Work required
Repeat each line of the material exactly.
--- Items ---
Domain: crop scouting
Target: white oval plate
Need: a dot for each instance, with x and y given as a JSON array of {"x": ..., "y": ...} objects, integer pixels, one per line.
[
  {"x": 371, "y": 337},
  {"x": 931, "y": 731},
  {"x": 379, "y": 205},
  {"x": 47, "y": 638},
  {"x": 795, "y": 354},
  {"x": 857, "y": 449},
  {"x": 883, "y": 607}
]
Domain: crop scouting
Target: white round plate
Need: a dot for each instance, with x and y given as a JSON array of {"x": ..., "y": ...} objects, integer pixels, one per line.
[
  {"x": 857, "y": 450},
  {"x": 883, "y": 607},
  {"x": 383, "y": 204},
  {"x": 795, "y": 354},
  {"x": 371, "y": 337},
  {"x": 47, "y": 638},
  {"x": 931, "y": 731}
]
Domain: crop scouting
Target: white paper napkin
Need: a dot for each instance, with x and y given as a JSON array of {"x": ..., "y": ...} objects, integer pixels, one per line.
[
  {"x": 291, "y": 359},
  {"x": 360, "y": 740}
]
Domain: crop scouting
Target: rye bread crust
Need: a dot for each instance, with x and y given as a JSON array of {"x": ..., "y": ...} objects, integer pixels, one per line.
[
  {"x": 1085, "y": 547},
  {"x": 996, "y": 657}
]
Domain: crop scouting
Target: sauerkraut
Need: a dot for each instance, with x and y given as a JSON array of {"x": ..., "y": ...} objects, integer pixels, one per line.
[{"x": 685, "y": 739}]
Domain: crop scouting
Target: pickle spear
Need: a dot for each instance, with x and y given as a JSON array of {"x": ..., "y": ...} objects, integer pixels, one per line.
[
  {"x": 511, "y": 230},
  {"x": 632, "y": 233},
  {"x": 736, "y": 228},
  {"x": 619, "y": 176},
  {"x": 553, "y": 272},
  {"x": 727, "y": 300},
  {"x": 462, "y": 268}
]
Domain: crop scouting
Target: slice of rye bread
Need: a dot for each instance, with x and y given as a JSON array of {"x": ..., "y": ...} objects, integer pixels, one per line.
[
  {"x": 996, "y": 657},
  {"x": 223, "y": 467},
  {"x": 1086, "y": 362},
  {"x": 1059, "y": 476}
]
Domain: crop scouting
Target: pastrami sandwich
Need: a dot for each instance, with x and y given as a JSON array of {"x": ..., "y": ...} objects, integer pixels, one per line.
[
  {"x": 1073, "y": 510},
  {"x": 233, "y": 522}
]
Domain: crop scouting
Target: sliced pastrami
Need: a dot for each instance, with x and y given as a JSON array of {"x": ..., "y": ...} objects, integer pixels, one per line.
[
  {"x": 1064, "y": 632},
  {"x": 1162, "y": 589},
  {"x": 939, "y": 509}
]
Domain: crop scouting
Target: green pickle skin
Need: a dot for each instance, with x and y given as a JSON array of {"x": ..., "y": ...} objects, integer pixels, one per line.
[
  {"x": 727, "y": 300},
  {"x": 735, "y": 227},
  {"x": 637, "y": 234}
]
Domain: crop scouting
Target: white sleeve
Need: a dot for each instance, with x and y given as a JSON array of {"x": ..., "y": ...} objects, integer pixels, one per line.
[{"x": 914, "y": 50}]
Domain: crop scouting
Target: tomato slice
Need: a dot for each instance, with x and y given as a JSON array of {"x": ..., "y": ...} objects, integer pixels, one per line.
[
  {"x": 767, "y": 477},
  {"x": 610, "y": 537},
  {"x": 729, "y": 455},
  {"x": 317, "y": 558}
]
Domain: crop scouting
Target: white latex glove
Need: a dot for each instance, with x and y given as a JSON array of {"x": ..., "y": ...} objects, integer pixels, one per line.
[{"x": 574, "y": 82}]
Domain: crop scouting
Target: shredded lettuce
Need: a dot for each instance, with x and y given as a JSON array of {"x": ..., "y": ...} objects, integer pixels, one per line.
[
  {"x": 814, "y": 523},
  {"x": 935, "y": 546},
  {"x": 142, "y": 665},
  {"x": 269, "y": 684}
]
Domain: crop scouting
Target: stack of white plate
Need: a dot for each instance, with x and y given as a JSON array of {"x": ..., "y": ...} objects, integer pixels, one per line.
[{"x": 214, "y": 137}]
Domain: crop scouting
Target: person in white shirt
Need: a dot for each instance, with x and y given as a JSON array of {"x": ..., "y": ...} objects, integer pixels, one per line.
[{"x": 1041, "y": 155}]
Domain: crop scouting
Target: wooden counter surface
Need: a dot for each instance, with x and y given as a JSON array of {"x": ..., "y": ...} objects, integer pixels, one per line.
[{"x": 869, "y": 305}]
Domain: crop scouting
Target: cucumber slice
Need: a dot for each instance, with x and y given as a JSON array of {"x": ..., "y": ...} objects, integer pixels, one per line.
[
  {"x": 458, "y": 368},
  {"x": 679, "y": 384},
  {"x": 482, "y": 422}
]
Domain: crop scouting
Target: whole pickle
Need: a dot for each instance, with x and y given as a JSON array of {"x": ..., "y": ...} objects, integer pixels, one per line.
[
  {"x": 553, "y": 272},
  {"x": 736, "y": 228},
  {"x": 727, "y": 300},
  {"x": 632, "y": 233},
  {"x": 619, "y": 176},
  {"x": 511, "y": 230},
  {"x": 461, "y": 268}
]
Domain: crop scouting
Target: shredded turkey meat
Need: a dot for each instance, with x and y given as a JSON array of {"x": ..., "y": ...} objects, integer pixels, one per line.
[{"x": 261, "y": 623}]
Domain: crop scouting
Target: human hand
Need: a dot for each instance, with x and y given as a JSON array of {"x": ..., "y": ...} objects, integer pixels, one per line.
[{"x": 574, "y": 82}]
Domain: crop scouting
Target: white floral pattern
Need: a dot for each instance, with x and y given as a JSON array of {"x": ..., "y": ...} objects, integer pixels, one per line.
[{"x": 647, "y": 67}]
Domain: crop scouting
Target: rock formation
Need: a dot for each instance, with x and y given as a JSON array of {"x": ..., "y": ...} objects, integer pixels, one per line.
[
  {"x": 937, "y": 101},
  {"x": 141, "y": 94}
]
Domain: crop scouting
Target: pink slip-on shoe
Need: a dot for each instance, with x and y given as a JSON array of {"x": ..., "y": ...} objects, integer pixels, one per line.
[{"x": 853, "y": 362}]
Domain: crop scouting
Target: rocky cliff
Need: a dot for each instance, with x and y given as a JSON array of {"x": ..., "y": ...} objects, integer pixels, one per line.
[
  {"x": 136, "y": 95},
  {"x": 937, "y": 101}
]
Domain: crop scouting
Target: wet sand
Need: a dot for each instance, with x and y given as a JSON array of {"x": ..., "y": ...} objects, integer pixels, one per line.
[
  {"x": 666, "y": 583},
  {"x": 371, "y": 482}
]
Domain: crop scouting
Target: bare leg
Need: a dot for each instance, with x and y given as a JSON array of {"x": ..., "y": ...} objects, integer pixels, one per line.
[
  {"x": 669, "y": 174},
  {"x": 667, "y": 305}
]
---
Result of the task
Domain: crop scouting
Target: white oval plate
Need: a dot for each instance, with x and y given as a JSON array of {"x": ..., "y": ...} objects, integer pixels, one per line.
[
  {"x": 371, "y": 337},
  {"x": 931, "y": 731},
  {"x": 379, "y": 205},
  {"x": 47, "y": 638},
  {"x": 795, "y": 354},
  {"x": 857, "y": 449},
  {"x": 883, "y": 607}
]
Domain: crop scouting
Target: white round plate
Need: a dot for each instance, with x and y given as a JSON array of {"x": ..., "y": ...} objects, integer pixels, one per line.
[
  {"x": 857, "y": 450},
  {"x": 883, "y": 607},
  {"x": 383, "y": 204},
  {"x": 795, "y": 354},
  {"x": 371, "y": 337},
  {"x": 47, "y": 638},
  {"x": 931, "y": 731}
]
Domain: crop scouting
Target: white paper napkin
Need: a dot for each instance, with x and y given as a JSON array of {"x": ..., "y": ...} objects, integer pixels, one per line.
[
  {"x": 291, "y": 359},
  {"x": 360, "y": 740}
]
Domain: crop scouting
Target: rye bread crust
Need: a dot for each instance, with x and y given as a JSON array of {"x": ..., "y": ...} objects, integer pixels, one per line.
[
  {"x": 1085, "y": 547},
  {"x": 996, "y": 657}
]
Domain: crop scouting
Target: sauerkraut
Need: a dot for each instance, with x and y given as a JSON array of {"x": ..., "y": ...} objects, integer pixels, one per line.
[{"x": 685, "y": 739}]
Domain: crop scouting
Target: pickle spear
Need: a dot for each instance, with x and y given as a JSON array of {"x": ..., "y": ...} objects, integer pixels, one per line.
[
  {"x": 511, "y": 230},
  {"x": 632, "y": 233},
  {"x": 736, "y": 228},
  {"x": 619, "y": 176},
  {"x": 553, "y": 272},
  {"x": 727, "y": 300},
  {"x": 462, "y": 268}
]
Domain: crop scouting
Target: slice of rye bread
Need: a dot for each instance, with x and y given as a JSON array of {"x": ..., "y": ...} objects, integer pixels, one per line.
[
  {"x": 996, "y": 657},
  {"x": 223, "y": 467},
  {"x": 1086, "y": 362},
  {"x": 1059, "y": 476}
]
Domain: crop scouting
Target: pastrami sandwich
Need: a dot for each instance, with x and y given as a JSON array of {"x": ..., "y": ...} objects, integer pixels, one per line.
[
  {"x": 1073, "y": 510},
  {"x": 233, "y": 522}
]
Domain: crop scouting
Target: sliced pastrami
Need: a dot for each instance, with x and y given as a JSON array of {"x": ..., "y": ...} objects, integer pixels, one per line.
[
  {"x": 1064, "y": 632},
  {"x": 1162, "y": 589},
  {"x": 939, "y": 509}
]
Domain: crop scouting
Target: green pickle skin
Need: a dot for each instance, with x and y given as a JSON array of {"x": ..., "y": ...} objects, integer pixels, one per line.
[
  {"x": 727, "y": 300},
  {"x": 735, "y": 227},
  {"x": 637, "y": 234}
]
Domain: crop scouting
Target: white sleeve
Need: a dot for each instance, with x and y given as a JSON array of {"x": ..., "y": ...} objects, integer pixels, one per line.
[{"x": 914, "y": 50}]
Domain: crop scouting
Target: tomato slice
Need: a dot for each instance, with x and y given as a JSON array of {"x": ..., "y": ...} objects, integer pixels, one per line.
[
  {"x": 767, "y": 477},
  {"x": 610, "y": 537},
  {"x": 729, "y": 455},
  {"x": 317, "y": 558}
]
Domain: crop scouting
Target: white latex glove
Need: a dot for each instance, with x and y given as a JSON array of {"x": ..., "y": ...} objects, integer pixels, one per line.
[{"x": 574, "y": 82}]
Domain: crop scouting
Target: shredded lettuce
Need: a dot for each instance, with x and y given as a JSON array of {"x": ..., "y": ...} objects, integer pixels, one per line.
[
  {"x": 814, "y": 523},
  {"x": 935, "y": 546},
  {"x": 142, "y": 665},
  {"x": 269, "y": 684}
]
Domain: crop scouting
Target: stack of white plate
Need: a dot for each instance, with x and y given as a JSON array of {"x": ..., "y": ...} objects, integer pixels, one per line.
[{"x": 214, "y": 137}]
Domain: crop scouting
Target: person in white shirt
Need: a dot for each instance, with x and y given as a JSON array of {"x": ..., "y": ...} objects, integer pixels, one per line.
[{"x": 1041, "y": 155}]
Domain: crop scouting
Target: wooden counter surface
Need: a dot for each instance, with x and y given as a JSON array of {"x": ..., "y": ...} objects, integer pixels, one per line.
[{"x": 869, "y": 305}]
Domain: crop scouting
Target: cucumber slice
Need: a dot for each instance, with x and y given as a JSON array of {"x": ..., "y": ...} objects, integer pixels, one per line.
[
  {"x": 458, "y": 368},
  {"x": 679, "y": 384},
  {"x": 482, "y": 422}
]
Domain: crop scouting
Target: whole pickle
Need: a dot for each instance, with x and y given as a JSON array of {"x": ..., "y": ...} objects, integer pixels, one per line.
[
  {"x": 553, "y": 272},
  {"x": 736, "y": 228},
  {"x": 727, "y": 300},
  {"x": 632, "y": 233},
  {"x": 619, "y": 176},
  {"x": 511, "y": 230},
  {"x": 461, "y": 268}
]
Domain: crop scouting
Target: shredded turkey meat
Need: a dot for each instance, with x and y given as a JSON array of {"x": ..., "y": ...} objects, integer pixels, one per line.
[{"x": 261, "y": 623}]
Domain: crop scouting
Target: human hand
Need: a dot for each instance, with x and y given as a JSON array of {"x": ..., "y": ...} objects, integer pixels, one per line.
[{"x": 574, "y": 82}]
Domain: crop scouting
Target: white floral pattern
Need: a dot for each instance, with x and y given as a JSON array of {"x": ..., "y": ...} objects, integer pixels, one per line.
[{"x": 647, "y": 67}]
Domain: crop scouting
Target: rock formation
Need: a dot for each instance, with x and y given as a JSON array of {"x": ..., "y": ...} objects, integer pixels, one per line.
[
  {"x": 937, "y": 101},
  {"x": 141, "y": 94}
]
Domain: crop scouting
Target: pink slip-on shoe
Need: a dot for each instance, with x and y given as a JSON array of {"x": ..., "y": ...} objects, integer pixels, one per line.
[{"x": 853, "y": 362}]
Domain: crop scouting
Target: rocky cliff
Need: a dot for each instance, with x and y given as a JSON array of {"x": ..., "y": ...} objects, integer pixels, one per line.
[
  {"x": 136, "y": 95},
  {"x": 937, "y": 101}
]
Domain: crop scouting
Target: wet sand
Need: a dot for each instance, with x and y given as a JSON array of {"x": ..., "y": ...} objects, integer pixels, one per line.
[
  {"x": 666, "y": 583},
  {"x": 371, "y": 482}
]
Domain: crop scouting
Target: bare leg
Need: a dot for each instance, with x and y given as a JSON array of {"x": ..., "y": ...} objects, integer pixels, one per line.
[
  {"x": 669, "y": 174},
  {"x": 667, "y": 305}
]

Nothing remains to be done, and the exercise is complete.